For Immediate Release: July 29, 2021
Hispanic Federation Working with Google To Empower Small Businesses and Artists in Washington Heights
$250K Google.org grant supports emergency relief and digital skills trainings to grow the cultural and economic center of the New York neighborhood
NEW YORK — Hispanic Federation (HF) today launched the Northern Manhattan Business Assistance Program, funded by Google.org, Northern Manhattan Arts Alliance (NoMAA) and the Miranda Family Fund, to drive recovery, spur innovation, and raise the profile of artists and small businesses in Washington Heights. As part of this program, Hispanic Federation is announcing $250,000 in emergency cash assistance to 19 organizations and artists. The program also provides digital skills training to empower local restaurants, coffeeshops, bookstores, and artists, and improve their entrepreneurial capabilities.
The new program seeks to support and build the capacity of businesses and nonprofit organizations in Washington Heights and Inwood. The neighborhood is home to immigrant entrepreneurs, artists of color, and small business owners. Communities of color like this one have been traditionally under-resourced, and during the pandemic experienced deep economic strain as federal relief has been largely out of reach.
“Small businesses and artists from Washington Heights and Inwood have been some of our most fierce hometown heroes, fighting to keep their doors open, ensure our communities are fed, and preserve our culture in the face of insurmountable challenges. We stand in solidarity with the struggles of this diverse cultural hub, and we are proud to infuse the community with the resources and tools to recover and thrive,” said Frankie Miranda, President and CEO of the Hispanic Federation.
“Every person and every business in this community counts,” said philanthropic leader Luis A. Miranda, Jr. “I have visited these businesses with my kids, and continue to with my grandkids, because these entrepreneurs, artists, and business owners provide more than just a service: they hold stories and memories from the past, and they also shape the future of our community.”
“I grew up in this neighborhood - shopping at the bodegas, eating at the local restaurants and having close relationships with the business owners,” said Lin-Manuel Miranda, a Washington Heights native and creator of In the Heights. “This community is what made me who I am, which is why it is personally so important we help this neighborhood recover and persevere.”
The Hispanic Federation is the nation’s premier Latino non-profit providing on-the-ground direct assistance to Latino communities and working alongside community leaders to address the root causes of inequality. Throughout the pandemic, the organization worked tirelessly to deliver immediate relief and advocate for Latinos across the country, and this is the latest effort.
In selecting grantees for the Northern Manhattan Business Assistance Program, Hispanic Federation prioritized Latino and Afro-Latino owned businesses in need of a critical lifeline and funding to improve technology and services, expand operations, and build business capacity. The 19 grantees can also receive Grow with Google digital training to enhance their online presence.

####################

TASK PROMPT:
Answer these questions from the press release on the Washington Heights program:
(a) How much emergency cash assistance does Hispanic Federation announce, and for how many organizations and artists?
(b) What position does Frankie Miranda hold?
(c) Which businesses did Hispanic Federation prioritize when selecting grantees?

SUPPLIED MATERIAL:
####################

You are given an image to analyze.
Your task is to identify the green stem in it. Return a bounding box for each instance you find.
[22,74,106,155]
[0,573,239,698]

####################

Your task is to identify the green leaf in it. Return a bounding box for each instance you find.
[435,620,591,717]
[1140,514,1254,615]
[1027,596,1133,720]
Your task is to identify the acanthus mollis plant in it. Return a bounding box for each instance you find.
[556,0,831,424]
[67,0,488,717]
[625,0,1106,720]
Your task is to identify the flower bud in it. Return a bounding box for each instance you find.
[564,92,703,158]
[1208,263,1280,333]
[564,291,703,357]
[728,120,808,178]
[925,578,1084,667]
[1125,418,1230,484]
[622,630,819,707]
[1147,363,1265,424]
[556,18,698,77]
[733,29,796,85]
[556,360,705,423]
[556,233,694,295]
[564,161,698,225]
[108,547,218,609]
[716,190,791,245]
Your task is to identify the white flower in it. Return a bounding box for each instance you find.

####################

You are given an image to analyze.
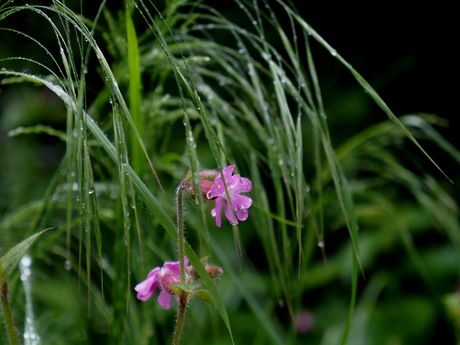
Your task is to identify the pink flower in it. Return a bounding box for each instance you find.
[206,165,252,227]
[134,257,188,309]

####################

SOLUTION TO THIS TASK:
(a) $250,000, for 19 organizations and artists.
(b) President and CEO of the Hispanic Federation.
(c) Latino and Afro-Latino owned businesses that needed a critical lifeline and funding to improve technology and services, expand operations, and build business capacity.